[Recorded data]
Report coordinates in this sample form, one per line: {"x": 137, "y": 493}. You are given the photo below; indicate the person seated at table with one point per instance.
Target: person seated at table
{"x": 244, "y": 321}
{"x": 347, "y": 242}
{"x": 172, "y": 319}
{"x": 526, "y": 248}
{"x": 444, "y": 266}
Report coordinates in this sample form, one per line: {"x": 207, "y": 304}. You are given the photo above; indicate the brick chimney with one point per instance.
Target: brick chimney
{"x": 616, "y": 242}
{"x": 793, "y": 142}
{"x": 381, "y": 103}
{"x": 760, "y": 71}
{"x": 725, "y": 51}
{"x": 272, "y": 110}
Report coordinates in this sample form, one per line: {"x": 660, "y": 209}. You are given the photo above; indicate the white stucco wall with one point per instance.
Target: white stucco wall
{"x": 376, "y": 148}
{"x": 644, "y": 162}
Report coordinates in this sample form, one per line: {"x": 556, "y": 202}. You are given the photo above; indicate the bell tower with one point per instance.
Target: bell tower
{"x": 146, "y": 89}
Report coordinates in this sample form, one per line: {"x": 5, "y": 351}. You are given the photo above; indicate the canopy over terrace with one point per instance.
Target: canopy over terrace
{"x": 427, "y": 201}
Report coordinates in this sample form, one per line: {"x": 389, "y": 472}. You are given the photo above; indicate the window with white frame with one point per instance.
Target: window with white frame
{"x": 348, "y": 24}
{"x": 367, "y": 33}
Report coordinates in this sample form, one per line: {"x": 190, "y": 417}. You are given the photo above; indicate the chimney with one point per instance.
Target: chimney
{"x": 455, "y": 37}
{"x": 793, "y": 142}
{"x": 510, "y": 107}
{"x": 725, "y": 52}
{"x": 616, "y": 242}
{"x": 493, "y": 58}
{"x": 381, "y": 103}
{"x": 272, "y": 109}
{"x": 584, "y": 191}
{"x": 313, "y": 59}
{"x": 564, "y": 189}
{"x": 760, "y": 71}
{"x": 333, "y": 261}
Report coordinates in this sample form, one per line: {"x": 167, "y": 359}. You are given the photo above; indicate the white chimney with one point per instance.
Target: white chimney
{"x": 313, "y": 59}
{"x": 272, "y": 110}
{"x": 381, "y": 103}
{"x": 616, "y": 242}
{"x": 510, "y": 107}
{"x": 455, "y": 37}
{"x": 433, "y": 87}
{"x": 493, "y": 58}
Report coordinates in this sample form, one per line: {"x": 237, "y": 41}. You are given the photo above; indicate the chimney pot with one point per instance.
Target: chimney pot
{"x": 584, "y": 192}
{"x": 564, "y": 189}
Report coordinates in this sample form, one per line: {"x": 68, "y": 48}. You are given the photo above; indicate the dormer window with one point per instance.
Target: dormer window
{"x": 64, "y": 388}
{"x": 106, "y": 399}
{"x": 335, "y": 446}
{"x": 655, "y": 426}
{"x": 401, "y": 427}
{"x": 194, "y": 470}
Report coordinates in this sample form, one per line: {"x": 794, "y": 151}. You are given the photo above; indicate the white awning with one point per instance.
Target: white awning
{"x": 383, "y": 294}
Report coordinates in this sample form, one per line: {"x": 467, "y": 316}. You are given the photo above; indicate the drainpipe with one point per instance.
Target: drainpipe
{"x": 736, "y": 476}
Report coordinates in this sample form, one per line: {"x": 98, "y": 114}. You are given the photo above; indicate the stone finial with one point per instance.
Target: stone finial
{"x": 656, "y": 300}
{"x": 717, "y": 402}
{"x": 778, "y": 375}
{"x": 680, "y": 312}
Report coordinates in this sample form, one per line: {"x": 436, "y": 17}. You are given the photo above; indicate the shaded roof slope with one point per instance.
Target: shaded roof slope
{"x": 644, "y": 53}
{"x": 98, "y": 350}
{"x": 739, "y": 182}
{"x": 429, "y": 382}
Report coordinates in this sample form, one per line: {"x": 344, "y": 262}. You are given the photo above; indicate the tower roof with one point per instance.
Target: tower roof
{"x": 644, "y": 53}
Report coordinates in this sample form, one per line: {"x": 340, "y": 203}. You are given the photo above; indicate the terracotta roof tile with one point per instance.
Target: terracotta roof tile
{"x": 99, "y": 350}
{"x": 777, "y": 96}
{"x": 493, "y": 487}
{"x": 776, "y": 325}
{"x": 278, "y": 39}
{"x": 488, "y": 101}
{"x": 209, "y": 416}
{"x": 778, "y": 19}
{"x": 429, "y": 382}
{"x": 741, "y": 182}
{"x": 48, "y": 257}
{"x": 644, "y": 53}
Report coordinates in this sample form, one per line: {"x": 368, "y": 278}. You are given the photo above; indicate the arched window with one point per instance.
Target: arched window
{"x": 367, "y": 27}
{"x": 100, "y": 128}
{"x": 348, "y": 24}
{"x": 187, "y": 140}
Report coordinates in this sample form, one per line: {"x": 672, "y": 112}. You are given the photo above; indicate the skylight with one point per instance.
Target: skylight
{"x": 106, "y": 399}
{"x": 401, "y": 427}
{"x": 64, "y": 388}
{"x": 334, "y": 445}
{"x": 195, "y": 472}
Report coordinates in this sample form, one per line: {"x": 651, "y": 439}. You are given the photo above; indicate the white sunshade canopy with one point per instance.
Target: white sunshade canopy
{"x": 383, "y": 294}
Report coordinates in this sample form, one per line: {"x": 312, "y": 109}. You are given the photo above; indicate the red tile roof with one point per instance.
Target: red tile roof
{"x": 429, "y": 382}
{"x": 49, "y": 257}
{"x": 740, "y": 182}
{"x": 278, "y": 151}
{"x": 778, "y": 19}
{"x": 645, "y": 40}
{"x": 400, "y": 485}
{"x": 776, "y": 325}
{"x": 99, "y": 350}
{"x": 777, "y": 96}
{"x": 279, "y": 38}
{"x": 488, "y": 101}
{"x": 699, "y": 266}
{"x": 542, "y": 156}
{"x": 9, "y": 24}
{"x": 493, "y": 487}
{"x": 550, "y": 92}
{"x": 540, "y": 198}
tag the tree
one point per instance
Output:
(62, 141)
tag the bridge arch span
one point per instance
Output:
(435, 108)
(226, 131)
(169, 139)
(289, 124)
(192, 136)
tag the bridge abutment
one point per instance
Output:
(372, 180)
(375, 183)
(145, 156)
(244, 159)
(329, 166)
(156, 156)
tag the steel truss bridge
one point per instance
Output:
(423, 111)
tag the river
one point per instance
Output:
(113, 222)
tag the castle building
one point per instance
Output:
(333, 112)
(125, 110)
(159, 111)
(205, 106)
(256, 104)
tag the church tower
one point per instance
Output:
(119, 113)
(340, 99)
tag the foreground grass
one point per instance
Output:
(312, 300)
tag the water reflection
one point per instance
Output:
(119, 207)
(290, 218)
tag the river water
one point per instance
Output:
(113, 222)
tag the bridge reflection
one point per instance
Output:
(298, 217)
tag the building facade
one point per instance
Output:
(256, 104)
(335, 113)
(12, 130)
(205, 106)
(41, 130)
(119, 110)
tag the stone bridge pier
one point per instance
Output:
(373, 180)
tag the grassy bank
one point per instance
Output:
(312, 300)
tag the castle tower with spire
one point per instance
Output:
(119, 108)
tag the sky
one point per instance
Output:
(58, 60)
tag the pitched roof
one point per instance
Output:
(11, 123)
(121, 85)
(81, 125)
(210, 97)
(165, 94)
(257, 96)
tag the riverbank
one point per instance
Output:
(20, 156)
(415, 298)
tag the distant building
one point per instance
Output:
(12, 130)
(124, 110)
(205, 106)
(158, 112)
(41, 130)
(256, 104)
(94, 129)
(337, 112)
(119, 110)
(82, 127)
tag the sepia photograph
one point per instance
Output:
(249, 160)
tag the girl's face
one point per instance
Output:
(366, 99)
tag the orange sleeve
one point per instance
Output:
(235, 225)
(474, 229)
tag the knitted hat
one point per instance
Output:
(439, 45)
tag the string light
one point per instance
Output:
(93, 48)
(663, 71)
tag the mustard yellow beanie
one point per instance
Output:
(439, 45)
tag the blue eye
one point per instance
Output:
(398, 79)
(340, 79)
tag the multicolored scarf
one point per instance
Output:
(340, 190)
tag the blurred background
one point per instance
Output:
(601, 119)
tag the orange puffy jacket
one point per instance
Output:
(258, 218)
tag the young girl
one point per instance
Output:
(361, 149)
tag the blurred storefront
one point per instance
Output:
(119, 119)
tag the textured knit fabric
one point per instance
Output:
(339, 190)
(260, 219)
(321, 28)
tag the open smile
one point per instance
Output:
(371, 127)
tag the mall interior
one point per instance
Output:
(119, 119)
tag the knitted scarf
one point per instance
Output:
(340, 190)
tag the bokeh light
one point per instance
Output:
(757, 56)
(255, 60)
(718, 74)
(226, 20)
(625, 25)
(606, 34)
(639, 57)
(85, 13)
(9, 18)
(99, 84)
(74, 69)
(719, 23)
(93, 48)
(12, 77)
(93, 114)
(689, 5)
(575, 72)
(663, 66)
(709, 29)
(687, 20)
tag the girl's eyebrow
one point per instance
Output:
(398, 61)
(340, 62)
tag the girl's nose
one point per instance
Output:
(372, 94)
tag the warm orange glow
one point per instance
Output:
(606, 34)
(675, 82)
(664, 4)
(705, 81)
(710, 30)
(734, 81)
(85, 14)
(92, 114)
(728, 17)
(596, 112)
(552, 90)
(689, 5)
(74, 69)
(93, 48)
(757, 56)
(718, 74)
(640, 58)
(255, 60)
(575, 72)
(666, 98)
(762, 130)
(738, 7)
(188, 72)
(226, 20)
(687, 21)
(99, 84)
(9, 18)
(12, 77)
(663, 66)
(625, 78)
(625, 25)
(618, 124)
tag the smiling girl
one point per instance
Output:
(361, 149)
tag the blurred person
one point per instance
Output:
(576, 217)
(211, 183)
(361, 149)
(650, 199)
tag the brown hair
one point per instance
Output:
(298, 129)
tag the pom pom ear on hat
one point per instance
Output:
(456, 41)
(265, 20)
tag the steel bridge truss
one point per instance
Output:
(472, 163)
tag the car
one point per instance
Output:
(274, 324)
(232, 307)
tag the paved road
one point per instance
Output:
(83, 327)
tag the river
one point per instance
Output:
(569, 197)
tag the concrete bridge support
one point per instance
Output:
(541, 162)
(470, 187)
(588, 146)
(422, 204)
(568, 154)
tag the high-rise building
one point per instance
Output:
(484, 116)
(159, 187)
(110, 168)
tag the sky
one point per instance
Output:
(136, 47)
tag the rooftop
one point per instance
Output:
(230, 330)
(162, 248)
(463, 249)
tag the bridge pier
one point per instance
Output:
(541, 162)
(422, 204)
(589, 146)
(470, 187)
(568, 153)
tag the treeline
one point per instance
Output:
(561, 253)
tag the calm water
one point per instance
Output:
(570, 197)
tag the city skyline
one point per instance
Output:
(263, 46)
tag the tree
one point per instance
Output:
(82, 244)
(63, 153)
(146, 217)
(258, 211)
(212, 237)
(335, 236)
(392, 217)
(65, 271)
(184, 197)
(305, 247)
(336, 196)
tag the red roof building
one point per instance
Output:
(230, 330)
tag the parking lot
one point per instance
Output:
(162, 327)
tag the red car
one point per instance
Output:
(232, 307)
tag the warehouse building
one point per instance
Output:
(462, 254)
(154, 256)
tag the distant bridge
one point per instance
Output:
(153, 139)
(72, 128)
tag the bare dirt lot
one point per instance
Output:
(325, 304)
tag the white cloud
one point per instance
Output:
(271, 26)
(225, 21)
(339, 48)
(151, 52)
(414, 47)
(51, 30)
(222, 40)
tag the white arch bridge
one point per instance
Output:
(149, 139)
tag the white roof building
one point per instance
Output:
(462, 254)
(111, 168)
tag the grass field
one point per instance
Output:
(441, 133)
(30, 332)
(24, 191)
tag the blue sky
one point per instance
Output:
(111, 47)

WHAT YOU WILL DO: From the data above, show each line that contains "blurred".

SOLUTION FOR THIS EXERCISE:
tag the blurred background
tag the blurred storefront
tag the blurred person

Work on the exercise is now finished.